## TASK GOAL
Please answer from the review of "Disclosure Day" below: how many films have Spielberg and Williams made together, counting this one?

## PASSAGE SHOWN
Visually, “Disclosure Day” is a delight for the eyes. Shot on 35mm film, the movie finds Spielberg returning to the warm, glowing aesthetic that defined much of his earlier work. There is a softness to the image that digital cameras struggle to reproduce. Neighborhood streets, dark hotel rooms, laboratories, warehouses, forests — even scenes bathed in fluorescent lighting — carry the nostalgic warmth of “E.T.” and “Close Encounters.” Rather than chasing blockbuster sharpness, Spielberg embraces the old texture.

His camera remains as inventive as ever. Tight compositions from unusual angles constantly reveal information in fresh ways without calling attention to themselves. Nothing feels static. Even simple conversations possess an energy created entirely through visual language.

As with all of his outings, John Williams’ score is remarkable, and historic in this case, “Disclosure Day” is Spielberg’s and Williams’ 30th film together. The low brass themes accompanying the escalating confrontation between government factions possess genuine weight, while the recurring clarinet motif accompanying scenes of psychic manipulation gives the alien presence an eerie identity without resorting to horror clichés. At 94, Williams might have composed his final film score, and in the theater I relished it. 

All that is to say, technically, Spielberg has lost very little with age.

The performances are similarly strong across the board. Josh O’Connor gives Daniel Kellner enough humanity to remain engaging despite a screenplay that often treats him more as a passenger than an active protagonist. Emily Blunt delivers perhaps the film’s strongest emotional performance as Margaret Fairchild, whose gradual psychological collapse — and eventual rediscovery of purpose — anchors much of the movie’s emotional core.

Colman Domingo’s Hugo Wakefield is intriguing almost immediately because the audience senses they’ve arrived at the final chapter of a much longer story. Hugo carries himself like someone who’s spent decades fighting battles the audience never witnessed. Rather than feeling underdeveloped with his limited screen time, he feels mysterious, but lived-in.

The standout, however, is Colin Firth’s Noah Scanlan. Scanlan begins as what appears to be a conventional corporate villain but slowly reveals himself to be something considerably more interesting: a man convinced that secrecy is not merely necessary, but morally righteous. He isn’t protecting power for power’s sake, contrary to Hugo’s accusation. He’s protecting civilization itself — or at least he believes he is. That conviction gives the film its best dramatic tension.

## RECORDS
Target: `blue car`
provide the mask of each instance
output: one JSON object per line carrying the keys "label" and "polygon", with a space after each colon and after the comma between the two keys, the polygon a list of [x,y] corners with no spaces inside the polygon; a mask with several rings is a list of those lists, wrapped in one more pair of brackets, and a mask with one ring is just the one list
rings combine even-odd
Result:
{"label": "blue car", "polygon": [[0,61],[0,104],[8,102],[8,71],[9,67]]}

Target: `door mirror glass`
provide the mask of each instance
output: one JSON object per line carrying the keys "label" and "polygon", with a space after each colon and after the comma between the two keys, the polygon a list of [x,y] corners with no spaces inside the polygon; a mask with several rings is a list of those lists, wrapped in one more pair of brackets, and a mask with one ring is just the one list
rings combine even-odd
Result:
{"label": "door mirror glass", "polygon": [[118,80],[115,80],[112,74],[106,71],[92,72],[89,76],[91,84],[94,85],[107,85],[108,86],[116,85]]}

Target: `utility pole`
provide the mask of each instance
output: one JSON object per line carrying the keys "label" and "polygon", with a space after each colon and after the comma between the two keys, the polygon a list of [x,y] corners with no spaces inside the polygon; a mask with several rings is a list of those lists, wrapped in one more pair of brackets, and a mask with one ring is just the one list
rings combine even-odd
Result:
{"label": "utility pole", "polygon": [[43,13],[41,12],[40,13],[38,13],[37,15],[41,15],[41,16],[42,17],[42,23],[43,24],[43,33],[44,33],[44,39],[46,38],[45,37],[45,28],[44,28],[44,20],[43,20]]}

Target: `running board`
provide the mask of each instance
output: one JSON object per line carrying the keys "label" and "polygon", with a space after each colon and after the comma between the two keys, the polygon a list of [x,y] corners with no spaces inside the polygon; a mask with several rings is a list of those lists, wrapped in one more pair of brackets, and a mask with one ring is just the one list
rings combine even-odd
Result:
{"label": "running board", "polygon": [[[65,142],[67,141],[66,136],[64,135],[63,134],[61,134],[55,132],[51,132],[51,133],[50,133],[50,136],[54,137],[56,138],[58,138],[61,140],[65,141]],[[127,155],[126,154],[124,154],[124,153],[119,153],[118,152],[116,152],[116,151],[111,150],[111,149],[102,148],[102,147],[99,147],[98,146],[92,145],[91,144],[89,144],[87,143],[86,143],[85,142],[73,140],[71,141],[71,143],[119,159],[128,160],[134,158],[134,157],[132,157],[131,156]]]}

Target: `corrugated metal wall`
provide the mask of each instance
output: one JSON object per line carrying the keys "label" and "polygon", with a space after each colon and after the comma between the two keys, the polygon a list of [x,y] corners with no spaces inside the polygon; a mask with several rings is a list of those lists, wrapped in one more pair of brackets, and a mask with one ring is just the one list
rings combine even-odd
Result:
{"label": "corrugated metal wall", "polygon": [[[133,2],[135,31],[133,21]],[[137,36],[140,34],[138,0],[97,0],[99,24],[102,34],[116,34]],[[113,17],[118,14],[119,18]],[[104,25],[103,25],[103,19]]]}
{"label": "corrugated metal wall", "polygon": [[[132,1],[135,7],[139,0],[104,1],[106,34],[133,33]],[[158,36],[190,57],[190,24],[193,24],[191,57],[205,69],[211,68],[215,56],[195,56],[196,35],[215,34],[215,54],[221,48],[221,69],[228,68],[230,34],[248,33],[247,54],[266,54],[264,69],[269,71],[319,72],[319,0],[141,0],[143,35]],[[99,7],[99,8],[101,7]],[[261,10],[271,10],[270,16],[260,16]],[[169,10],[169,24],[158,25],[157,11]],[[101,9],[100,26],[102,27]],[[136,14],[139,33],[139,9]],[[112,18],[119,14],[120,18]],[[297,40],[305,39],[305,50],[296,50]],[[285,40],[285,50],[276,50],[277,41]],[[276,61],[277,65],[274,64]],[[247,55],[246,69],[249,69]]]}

## WRITTEN RESPONSE
Thirty. "Disclosure Day" is their 30th film together.